* _Data lines_:
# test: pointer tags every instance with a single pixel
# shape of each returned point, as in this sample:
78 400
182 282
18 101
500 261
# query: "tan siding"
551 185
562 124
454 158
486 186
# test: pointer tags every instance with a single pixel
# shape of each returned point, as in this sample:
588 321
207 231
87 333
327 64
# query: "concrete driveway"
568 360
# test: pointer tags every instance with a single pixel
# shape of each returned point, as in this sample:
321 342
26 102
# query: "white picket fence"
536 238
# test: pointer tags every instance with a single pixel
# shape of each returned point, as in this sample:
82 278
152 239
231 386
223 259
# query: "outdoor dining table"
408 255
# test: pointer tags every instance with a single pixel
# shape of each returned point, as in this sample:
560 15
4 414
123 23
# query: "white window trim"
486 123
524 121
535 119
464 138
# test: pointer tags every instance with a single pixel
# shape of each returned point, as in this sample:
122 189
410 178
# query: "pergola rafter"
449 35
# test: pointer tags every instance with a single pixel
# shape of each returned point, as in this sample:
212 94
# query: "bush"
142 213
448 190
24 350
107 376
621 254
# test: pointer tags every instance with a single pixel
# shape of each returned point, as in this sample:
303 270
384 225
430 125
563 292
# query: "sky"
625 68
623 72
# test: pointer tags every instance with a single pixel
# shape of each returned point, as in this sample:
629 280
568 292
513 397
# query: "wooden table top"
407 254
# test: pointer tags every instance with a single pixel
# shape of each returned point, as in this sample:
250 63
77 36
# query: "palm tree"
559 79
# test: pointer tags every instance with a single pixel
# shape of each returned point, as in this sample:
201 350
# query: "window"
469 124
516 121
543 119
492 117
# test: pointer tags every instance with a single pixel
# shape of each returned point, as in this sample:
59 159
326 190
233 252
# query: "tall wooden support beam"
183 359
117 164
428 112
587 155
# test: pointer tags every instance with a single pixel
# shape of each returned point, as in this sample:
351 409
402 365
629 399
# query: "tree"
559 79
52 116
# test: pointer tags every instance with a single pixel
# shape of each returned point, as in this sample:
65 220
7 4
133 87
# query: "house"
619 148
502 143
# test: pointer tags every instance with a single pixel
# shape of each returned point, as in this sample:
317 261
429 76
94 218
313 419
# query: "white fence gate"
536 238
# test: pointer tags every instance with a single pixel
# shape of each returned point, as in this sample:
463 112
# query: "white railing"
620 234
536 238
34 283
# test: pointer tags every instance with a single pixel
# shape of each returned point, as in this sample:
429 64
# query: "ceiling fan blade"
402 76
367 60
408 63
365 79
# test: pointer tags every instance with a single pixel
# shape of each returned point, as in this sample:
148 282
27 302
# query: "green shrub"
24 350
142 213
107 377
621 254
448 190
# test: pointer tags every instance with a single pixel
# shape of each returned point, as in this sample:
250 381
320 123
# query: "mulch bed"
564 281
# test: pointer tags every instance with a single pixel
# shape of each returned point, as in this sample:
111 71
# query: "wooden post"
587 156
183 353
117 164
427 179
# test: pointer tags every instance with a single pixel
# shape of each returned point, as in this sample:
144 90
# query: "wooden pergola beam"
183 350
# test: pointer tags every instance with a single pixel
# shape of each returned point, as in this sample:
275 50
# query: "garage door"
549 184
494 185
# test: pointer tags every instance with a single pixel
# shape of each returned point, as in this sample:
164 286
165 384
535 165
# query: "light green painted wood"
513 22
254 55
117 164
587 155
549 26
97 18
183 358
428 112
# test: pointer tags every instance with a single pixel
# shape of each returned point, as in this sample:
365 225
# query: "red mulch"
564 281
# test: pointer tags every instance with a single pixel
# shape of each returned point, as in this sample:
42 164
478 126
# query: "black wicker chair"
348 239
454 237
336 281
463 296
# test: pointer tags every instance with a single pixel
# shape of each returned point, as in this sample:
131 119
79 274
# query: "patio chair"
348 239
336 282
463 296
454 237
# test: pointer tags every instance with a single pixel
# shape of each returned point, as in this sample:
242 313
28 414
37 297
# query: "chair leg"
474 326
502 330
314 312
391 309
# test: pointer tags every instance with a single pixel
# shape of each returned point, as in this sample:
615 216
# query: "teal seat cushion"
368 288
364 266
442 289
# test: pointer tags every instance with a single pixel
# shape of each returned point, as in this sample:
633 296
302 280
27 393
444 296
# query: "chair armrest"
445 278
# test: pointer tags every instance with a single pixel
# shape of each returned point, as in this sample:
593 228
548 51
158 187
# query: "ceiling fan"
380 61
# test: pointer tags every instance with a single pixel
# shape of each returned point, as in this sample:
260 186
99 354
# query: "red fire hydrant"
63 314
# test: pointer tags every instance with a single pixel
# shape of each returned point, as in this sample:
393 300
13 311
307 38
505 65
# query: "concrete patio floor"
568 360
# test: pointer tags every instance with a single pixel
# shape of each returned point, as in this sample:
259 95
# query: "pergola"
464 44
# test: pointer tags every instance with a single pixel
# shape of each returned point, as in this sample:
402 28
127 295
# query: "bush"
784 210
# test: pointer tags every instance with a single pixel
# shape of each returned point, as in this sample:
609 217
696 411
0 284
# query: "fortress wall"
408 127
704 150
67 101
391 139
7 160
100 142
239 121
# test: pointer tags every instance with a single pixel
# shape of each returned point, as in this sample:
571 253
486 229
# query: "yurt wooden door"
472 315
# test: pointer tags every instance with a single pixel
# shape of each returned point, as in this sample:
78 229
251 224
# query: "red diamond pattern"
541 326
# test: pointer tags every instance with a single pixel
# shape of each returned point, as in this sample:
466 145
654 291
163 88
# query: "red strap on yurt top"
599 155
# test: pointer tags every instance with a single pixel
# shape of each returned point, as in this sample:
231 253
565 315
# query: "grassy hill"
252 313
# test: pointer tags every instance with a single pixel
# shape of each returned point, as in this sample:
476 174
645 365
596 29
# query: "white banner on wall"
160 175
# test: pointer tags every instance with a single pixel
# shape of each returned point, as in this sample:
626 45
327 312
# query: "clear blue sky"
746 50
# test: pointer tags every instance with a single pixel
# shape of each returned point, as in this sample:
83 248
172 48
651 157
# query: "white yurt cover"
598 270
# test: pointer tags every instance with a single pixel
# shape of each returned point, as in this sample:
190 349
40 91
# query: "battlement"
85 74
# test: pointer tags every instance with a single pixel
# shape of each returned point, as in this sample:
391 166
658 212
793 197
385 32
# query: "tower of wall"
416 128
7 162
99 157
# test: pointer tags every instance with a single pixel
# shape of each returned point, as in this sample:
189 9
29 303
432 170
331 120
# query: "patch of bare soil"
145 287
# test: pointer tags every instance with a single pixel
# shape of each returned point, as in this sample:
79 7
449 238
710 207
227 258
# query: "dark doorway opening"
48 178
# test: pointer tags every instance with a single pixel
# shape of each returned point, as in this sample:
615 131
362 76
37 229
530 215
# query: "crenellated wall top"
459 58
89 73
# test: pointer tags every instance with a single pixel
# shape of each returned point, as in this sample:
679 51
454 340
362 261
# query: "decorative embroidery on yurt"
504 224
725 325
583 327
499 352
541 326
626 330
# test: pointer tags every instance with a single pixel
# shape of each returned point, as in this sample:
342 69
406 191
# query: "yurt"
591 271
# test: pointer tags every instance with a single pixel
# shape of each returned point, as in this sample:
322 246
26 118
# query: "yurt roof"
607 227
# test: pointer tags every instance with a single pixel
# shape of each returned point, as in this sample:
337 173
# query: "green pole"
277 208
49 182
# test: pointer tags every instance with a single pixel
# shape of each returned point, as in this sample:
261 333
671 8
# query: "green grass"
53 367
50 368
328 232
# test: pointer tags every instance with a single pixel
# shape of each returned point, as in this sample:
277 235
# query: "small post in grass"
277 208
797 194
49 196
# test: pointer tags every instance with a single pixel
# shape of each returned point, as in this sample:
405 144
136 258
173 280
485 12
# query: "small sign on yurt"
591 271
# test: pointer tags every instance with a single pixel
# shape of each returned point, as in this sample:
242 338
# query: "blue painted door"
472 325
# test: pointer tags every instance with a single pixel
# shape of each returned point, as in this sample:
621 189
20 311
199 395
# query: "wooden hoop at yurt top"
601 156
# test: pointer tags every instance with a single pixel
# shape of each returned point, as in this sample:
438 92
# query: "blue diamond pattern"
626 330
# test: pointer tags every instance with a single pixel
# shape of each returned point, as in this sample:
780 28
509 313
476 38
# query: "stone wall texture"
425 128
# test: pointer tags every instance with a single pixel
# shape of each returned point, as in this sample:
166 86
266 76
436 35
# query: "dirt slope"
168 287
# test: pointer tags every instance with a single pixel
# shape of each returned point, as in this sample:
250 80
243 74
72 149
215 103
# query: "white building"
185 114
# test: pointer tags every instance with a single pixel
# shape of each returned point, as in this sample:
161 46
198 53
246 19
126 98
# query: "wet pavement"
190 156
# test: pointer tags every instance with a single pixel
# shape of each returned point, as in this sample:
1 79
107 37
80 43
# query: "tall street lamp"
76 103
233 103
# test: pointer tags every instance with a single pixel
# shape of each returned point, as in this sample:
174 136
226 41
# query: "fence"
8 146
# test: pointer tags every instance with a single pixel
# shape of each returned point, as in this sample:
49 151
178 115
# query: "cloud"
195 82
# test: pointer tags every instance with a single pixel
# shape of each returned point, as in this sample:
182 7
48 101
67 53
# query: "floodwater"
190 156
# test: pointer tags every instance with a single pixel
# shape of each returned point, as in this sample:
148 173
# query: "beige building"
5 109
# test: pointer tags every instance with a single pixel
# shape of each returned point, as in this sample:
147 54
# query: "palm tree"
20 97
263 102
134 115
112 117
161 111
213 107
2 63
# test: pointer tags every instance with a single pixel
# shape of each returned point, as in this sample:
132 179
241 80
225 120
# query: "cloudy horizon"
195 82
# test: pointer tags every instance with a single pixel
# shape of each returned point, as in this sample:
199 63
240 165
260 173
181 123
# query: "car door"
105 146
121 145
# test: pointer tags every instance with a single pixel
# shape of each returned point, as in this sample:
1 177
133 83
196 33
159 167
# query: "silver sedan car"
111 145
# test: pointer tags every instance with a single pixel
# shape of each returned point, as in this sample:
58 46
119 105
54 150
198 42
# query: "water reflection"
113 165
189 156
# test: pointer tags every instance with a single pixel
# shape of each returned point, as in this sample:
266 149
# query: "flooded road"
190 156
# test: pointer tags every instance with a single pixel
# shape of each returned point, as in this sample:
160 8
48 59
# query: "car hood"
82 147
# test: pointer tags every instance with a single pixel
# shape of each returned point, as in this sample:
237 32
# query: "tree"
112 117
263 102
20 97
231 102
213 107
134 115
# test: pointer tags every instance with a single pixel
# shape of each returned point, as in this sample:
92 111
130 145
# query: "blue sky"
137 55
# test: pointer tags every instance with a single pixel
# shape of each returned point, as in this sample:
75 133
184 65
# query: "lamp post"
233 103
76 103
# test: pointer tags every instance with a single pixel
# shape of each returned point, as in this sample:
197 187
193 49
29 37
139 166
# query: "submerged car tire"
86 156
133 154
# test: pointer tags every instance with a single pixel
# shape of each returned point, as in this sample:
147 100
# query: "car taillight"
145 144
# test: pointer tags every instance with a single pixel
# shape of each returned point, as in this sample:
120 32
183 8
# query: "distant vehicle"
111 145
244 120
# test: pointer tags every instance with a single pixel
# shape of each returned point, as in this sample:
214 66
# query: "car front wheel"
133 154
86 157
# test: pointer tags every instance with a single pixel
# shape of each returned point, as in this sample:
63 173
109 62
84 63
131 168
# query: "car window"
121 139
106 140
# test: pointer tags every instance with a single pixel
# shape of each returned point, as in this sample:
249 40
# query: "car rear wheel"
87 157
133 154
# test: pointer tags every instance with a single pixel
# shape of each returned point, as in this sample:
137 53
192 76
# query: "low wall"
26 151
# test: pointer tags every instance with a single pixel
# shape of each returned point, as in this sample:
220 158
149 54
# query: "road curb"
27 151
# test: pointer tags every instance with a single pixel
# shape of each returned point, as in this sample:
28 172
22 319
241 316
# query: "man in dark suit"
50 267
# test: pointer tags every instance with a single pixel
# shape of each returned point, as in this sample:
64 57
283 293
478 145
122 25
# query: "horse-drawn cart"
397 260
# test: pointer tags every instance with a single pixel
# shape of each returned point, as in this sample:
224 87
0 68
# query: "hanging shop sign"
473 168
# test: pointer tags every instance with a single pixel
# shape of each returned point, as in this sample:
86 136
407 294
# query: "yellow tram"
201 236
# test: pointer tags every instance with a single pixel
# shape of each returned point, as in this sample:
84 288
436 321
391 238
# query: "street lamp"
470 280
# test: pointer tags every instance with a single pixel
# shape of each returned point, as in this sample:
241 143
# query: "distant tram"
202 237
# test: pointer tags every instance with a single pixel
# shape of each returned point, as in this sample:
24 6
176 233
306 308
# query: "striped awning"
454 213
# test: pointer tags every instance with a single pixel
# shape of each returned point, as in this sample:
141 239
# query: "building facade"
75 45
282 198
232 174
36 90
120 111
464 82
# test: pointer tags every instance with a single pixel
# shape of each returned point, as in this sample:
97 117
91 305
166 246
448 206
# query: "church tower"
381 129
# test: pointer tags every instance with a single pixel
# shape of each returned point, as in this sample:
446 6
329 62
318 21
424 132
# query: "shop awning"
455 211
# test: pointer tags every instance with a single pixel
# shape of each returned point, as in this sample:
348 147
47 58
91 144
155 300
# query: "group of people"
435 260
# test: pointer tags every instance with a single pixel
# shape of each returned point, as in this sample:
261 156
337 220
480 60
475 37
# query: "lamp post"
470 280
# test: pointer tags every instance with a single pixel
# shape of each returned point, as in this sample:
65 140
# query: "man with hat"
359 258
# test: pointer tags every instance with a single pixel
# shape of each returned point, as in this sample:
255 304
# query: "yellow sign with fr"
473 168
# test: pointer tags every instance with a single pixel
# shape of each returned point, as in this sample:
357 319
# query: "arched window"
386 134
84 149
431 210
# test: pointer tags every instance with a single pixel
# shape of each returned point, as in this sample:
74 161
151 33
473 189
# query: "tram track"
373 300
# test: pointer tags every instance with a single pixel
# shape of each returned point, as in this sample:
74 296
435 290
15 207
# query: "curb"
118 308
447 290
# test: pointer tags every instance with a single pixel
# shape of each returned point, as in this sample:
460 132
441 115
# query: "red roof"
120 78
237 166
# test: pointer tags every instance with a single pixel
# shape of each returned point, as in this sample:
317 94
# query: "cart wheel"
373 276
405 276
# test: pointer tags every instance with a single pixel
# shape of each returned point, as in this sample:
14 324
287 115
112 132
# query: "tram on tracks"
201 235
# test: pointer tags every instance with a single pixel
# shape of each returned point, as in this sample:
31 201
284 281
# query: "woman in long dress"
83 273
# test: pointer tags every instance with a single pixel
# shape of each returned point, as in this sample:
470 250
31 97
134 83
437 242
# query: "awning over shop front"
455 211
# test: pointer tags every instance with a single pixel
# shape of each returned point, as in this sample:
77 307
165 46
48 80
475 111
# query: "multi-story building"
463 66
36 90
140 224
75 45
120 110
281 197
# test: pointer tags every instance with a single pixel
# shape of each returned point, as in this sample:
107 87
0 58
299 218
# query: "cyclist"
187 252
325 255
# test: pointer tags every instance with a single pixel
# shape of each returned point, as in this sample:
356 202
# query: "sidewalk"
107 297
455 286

* _Your task_: Report every line of the material that contains the word "wheel", copying each such line in full and treating uppercase and lowercase letters as distinct.

* _Expected answer_:
# query: "car front wheel"
# query: "car rear wheel"
# query: "cart wheel"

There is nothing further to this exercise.